━━━ Records for this exercise

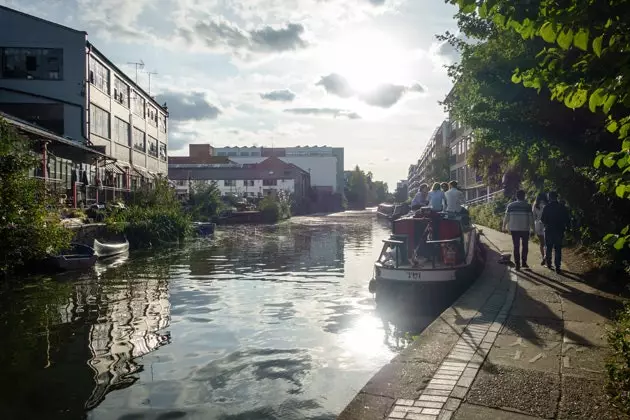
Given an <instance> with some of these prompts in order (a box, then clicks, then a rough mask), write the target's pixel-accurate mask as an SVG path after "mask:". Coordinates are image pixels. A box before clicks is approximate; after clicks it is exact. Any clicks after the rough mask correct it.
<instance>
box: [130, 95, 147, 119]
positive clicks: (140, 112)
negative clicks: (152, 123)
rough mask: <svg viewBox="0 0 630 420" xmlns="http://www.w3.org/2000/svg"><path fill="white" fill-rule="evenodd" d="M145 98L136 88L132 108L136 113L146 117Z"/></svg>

━━━━━━
━━━ Records for this exercise

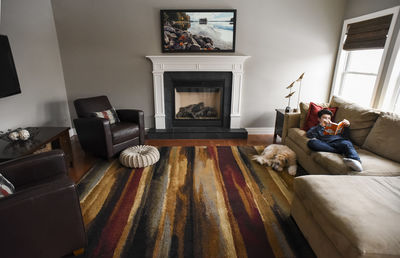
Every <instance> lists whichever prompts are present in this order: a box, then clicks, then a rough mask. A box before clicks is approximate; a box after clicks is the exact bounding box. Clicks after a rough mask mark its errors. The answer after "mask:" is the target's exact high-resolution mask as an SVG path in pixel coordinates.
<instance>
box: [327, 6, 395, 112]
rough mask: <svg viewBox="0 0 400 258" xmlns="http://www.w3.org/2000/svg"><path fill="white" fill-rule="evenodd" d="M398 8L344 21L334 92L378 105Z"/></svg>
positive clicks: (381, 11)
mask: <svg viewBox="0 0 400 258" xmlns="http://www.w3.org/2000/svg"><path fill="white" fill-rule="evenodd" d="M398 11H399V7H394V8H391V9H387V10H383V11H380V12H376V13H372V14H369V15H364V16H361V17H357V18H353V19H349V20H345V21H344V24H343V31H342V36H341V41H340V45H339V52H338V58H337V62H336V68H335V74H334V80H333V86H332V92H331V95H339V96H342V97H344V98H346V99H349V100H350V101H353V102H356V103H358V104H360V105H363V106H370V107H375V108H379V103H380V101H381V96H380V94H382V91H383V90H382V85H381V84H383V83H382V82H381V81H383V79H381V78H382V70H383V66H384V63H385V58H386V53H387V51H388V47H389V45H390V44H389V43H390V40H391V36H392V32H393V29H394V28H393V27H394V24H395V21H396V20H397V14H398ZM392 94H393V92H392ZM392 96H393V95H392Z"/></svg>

━━━━━━
━━━ Records for this exercise

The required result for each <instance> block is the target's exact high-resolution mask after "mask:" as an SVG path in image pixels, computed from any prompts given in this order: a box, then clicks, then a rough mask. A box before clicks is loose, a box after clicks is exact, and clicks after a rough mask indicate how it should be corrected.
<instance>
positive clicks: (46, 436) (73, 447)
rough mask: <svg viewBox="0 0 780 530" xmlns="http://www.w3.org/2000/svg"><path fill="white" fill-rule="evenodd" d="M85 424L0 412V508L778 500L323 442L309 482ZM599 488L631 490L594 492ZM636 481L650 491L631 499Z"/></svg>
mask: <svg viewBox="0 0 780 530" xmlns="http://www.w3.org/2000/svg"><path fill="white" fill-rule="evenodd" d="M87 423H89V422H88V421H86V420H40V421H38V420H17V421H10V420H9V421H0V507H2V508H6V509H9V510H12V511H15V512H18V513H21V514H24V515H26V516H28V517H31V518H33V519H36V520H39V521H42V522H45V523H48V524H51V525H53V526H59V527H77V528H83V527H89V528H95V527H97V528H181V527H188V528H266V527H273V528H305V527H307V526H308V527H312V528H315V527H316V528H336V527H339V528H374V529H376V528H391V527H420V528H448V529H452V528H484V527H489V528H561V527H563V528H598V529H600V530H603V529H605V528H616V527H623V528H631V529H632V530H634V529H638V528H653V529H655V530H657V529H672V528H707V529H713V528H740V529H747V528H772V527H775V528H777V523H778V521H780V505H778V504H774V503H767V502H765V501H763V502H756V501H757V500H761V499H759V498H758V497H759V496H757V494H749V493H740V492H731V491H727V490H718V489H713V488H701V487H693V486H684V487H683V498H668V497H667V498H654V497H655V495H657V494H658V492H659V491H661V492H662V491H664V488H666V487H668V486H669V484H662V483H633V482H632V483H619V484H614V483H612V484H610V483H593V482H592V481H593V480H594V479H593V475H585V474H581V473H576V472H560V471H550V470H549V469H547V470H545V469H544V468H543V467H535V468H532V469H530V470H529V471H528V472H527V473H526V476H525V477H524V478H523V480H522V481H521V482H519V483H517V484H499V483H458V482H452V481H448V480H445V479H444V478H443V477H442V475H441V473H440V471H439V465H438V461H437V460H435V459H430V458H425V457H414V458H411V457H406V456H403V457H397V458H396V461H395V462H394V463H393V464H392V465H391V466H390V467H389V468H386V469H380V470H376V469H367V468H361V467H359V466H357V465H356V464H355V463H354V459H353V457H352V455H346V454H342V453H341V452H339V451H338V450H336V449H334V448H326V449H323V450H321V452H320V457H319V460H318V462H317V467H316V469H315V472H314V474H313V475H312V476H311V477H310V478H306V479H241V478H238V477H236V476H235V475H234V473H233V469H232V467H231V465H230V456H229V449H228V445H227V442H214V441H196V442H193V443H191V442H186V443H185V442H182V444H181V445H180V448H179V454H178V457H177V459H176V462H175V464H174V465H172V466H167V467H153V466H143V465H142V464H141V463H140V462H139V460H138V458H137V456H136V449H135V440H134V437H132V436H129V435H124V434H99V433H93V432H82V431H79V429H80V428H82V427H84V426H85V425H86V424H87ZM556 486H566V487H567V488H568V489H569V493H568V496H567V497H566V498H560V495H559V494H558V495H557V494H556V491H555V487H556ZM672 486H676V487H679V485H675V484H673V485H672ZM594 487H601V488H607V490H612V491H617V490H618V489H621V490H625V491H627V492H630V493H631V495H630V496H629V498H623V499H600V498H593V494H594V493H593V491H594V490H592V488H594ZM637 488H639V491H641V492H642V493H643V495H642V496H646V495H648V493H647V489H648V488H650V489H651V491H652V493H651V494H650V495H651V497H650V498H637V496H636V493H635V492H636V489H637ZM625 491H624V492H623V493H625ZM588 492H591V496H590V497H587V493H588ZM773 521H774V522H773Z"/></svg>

━━━━━━

#### Work task
Replace "positive clicks" with "foreground clicks" in the items, starting at the line containing "The required result" and ending at the line containing "424L0 412V508L778 500L323". Return only those lines, with nothing else altered.

#### Solution to this problem
The required result for each <instance> block is the target's exact high-resolution mask after "mask:" as an SVG path in image pixels, computed from any prompts given in this order: a box, then clicks, then a rough mask. A box before clicks is loose, a box after clicks is exact, and clicks after a rough mask indicate how it should be corrected.
<instance>
foreground clicks: (46, 436) (73, 447)
rough mask: <svg viewBox="0 0 780 530" xmlns="http://www.w3.org/2000/svg"><path fill="white" fill-rule="evenodd" d="M85 424L0 412V508L778 500L323 442L309 482ZM599 488L631 490L594 492ZM636 481L650 491L631 499Z"/></svg>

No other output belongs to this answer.